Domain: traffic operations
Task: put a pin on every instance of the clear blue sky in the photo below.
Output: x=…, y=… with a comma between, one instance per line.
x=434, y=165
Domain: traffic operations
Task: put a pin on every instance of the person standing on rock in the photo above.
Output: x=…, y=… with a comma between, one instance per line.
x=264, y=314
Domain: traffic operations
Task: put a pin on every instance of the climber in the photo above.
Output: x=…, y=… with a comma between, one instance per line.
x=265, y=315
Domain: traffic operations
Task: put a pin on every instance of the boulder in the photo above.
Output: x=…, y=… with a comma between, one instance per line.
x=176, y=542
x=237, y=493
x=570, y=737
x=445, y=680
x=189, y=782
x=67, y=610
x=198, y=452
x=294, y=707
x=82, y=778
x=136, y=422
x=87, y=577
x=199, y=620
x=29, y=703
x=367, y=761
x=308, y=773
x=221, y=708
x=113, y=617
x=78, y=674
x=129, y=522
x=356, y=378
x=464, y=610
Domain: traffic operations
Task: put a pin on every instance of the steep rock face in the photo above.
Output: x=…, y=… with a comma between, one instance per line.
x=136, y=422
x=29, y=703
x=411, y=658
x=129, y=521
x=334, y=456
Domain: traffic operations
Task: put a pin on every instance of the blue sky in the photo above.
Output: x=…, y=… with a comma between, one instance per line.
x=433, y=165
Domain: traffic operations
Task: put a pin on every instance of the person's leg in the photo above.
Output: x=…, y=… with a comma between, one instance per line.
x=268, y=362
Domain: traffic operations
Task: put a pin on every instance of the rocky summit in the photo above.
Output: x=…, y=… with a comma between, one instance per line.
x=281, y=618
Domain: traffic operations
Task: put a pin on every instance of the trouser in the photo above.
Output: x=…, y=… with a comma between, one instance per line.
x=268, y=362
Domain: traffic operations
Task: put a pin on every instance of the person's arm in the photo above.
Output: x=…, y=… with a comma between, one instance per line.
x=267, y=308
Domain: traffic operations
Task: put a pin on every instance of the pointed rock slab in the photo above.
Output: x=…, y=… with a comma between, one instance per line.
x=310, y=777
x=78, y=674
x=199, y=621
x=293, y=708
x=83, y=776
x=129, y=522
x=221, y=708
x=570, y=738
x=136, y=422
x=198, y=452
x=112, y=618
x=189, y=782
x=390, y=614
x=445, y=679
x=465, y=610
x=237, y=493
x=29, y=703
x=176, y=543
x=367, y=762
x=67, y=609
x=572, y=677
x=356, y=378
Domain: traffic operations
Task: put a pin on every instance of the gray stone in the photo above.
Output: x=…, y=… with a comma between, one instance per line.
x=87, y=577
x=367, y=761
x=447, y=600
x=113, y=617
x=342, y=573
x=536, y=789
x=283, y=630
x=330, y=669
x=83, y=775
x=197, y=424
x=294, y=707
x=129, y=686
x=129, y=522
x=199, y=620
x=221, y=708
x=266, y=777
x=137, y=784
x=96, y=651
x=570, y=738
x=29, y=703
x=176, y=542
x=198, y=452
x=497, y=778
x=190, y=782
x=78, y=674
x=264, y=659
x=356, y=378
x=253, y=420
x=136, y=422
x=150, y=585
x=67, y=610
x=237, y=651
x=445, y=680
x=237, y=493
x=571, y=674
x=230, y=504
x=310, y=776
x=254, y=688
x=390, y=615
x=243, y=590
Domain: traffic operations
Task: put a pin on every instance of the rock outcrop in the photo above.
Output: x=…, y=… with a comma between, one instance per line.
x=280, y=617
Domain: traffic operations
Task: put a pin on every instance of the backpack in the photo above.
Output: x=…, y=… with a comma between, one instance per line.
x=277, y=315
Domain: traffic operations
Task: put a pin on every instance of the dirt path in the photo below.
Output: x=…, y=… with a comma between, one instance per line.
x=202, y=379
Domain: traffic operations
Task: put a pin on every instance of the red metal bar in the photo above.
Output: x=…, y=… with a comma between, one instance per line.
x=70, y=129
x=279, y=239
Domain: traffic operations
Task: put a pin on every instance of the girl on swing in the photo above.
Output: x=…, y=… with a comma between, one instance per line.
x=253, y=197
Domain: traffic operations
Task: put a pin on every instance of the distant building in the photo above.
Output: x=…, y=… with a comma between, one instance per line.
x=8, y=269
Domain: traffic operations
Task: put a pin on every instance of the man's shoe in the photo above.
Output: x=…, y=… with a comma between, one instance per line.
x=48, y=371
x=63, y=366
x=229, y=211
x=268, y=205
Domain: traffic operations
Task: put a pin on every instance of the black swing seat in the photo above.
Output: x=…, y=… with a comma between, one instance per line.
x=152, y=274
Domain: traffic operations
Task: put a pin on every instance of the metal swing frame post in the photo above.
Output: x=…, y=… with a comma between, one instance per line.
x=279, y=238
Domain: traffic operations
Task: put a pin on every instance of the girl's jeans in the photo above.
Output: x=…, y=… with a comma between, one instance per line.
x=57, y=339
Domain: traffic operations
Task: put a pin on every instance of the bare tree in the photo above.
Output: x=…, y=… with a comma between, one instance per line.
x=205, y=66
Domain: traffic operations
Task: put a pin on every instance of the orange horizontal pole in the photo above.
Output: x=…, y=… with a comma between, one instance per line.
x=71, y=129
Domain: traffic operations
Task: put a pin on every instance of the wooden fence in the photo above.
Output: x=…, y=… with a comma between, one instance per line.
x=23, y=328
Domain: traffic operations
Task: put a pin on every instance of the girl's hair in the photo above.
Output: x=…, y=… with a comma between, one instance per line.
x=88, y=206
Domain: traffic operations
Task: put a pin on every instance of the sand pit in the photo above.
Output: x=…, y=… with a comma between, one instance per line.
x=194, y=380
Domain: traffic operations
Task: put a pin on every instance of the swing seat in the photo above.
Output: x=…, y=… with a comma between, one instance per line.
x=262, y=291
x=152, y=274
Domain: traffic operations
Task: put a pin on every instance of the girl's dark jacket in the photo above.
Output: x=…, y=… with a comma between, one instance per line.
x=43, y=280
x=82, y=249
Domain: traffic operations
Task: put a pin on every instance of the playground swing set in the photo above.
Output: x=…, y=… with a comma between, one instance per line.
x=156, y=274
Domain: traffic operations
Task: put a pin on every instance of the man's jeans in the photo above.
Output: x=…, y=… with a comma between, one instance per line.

════════════════

Reproduce all of the items above word for word, leaving every line unchanged.

**Full solution**
Domain: traffic operations
Task: put a pin on every instance of the clear blue sky in the photo below.
Output: x=…, y=… with a comma between, one instance per line.
x=434, y=165
Domain: traffic operations
Task: put a pin on every instance of the person standing on rock in the photo above.
Output: x=…, y=… with a comma between, one instance per line.
x=264, y=314
Domain: traffic operations
Task: put a pin on every instance of the climber in the photo above.
Output: x=…, y=… with a comma between, one instance per line.
x=265, y=315
Domain: traffic operations
Task: put a pin on every instance of the boulder in the photo above.
Output: x=…, y=… with a comma between, one instance per line.
x=176, y=542
x=237, y=493
x=570, y=737
x=445, y=680
x=189, y=782
x=67, y=610
x=198, y=452
x=294, y=707
x=82, y=778
x=136, y=422
x=87, y=577
x=199, y=620
x=29, y=703
x=367, y=761
x=308, y=773
x=221, y=708
x=113, y=617
x=78, y=674
x=129, y=522
x=356, y=378
x=464, y=610
Domain: traffic operations
Task: put a pin on every instance of the steep rock face in the photo above.
Output: x=…, y=… with a comma between, one instance per line.
x=136, y=422
x=29, y=703
x=411, y=658
x=129, y=521
x=334, y=456
Domain: traffic operations
Task: put a pin on every instance of the blue sky in the photo above.
Output: x=…, y=… with a comma between, one instance per line.
x=433, y=165
Domain: traffic operations
Task: put a pin on every instance of the person's leg in the photo above.
Output: x=…, y=… with a comma between, one instance per line.
x=268, y=362
Domain: traffic operations
Task: put a pin on every instance of the rocky summit in the photo above.
Output: x=…, y=… with a comma between, one instance per line.
x=281, y=618
Domain: traffic operations
Task: put a pin on every instance of the trouser in the photo above.
Output: x=…, y=… with a comma between, one instance per line.
x=268, y=362
Domain: traffic operations
Task: put a pin on every instance of the person's arm in the photo above.
Output: x=…, y=… with a comma between, one instance per line.
x=267, y=308
Domain: traffic operations
Task: put a pin on every instance of the pointed rock slab in the photo above.
Output: x=…, y=… with a comma between, one instance per line.
x=310, y=777
x=78, y=674
x=199, y=621
x=293, y=708
x=83, y=776
x=129, y=522
x=221, y=708
x=570, y=738
x=136, y=422
x=198, y=452
x=112, y=618
x=189, y=782
x=390, y=614
x=445, y=679
x=465, y=610
x=237, y=493
x=29, y=703
x=176, y=543
x=367, y=762
x=67, y=609
x=572, y=677
x=356, y=378
Domain: traffic operations
Task: put a pin on every instance of the gray stone in the photo above.
Output: x=…, y=… with a comma between, one instance per line.
x=87, y=577
x=367, y=761
x=447, y=600
x=113, y=617
x=342, y=573
x=536, y=789
x=283, y=630
x=330, y=669
x=83, y=775
x=197, y=424
x=294, y=707
x=129, y=686
x=129, y=522
x=199, y=620
x=221, y=708
x=266, y=777
x=137, y=784
x=96, y=651
x=570, y=738
x=29, y=703
x=176, y=542
x=198, y=452
x=497, y=778
x=190, y=782
x=78, y=674
x=264, y=659
x=356, y=378
x=253, y=420
x=136, y=422
x=150, y=585
x=67, y=610
x=237, y=651
x=445, y=680
x=237, y=493
x=571, y=674
x=230, y=504
x=310, y=776
x=254, y=688
x=390, y=615
x=243, y=590
Domain: traffic operations
Task: put a pin on every instance of the rock outcrop in the photo above.
Output: x=…, y=… with a comma between, one instance per line.
x=280, y=617
Domain: traffic operations
Task: put a pin on every instance of the backpack in the photo above.
Output: x=…, y=… with a comma between, one instance per line.
x=277, y=315
Domain: traffic operations
Task: put a pin on every instance of the dirt path in the photo below.
Output: x=…, y=… with a comma between, one instance per line.
x=202, y=379
Domain: traffic operations
Task: put a pin on every instance of the red metal bar in the photo above.
Output: x=…, y=… with a comma between, one instance per line.
x=70, y=129
x=279, y=239
Domain: traffic operations
Task: put a pin on every instance of the girl on swing in the photo above.
Output: x=…, y=… with a comma between, one instance per line.
x=253, y=197
Domain: traffic operations
Task: put a pin on every instance of the distant building in the photo above.
Output: x=…, y=… with a comma between, one instance per line.
x=8, y=269
Domain: traffic operations
Task: put a pin on every instance of the man's shoe in the photo above.
Output: x=…, y=… with a comma between, one instance per line.
x=48, y=371
x=63, y=366
x=229, y=211
x=268, y=205
Domain: traffic operations
Task: put a pin on every instance of the black swing seat in the photo above.
Output: x=…, y=… with a comma between, one instance per line.
x=152, y=274
Domain: traffic operations
Task: put a pin on every instance of the metal swing frame post in the photo above.
Output: x=…, y=… with a comma between, one instance per line.
x=279, y=238
Domain: traffic operations
Task: put a pin on every instance of the girl's jeans in the photo above.
Output: x=…, y=… with a comma between, one instance per line.
x=57, y=339
Domain: traffic operations
Task: put a pin on every instance of the bare tree in the photo above.
Output: x=…, y=… with a comma between, one instance per line.
x=205, y=66
Domain: traffic operations
Task: put a pin on every instance of the orange horizontal pole in the photo above.
Output: x=…, y=… with a comma between, one instance per line.
x=71, y=129
Domain: traffic operations
Task: put a pin on every instance of the wooden fence in the photo above.
Output: x=…, y=… with a comma between, one instance per line.
x=23, y=328
Domain: traffic operations
Task: put a pin on every instance of the girl's hair in the photo above.
Output: x=…, y=… with a comma between, one instance per line.
x=88, y=206
Domain: traffic operations
Task: put a pin on every instance of the sand pit in the photo above.
Output: x=…, y=… with a comma between, one instance per line.
x=194, y=380
Domain: traffic operations
Task: put a pin on every instance of the swing seat in the photo above.
Output: x=…, y=… with a comma between, one instance per line.
x=262, y=291
x=152, y=274
Domain: traffic operations
Task: put a pin on every instance of the girl's dark jacket in the photo above.
Output: x=…, y=… with a comma between, one instance per line.
x=43, y=280
x=82, y=249
Domain: traffic operations
Task: put a pin on every instance of the playground swing set in the photo above.
Output: x=…, y=… with a comma between, one instance per line.
x=156, y=274
Domain: traffic operations
Task: put a pin on every instance of the man's jeans in the photo above.
Output: x=…, y=… with a comma between, one instance per line.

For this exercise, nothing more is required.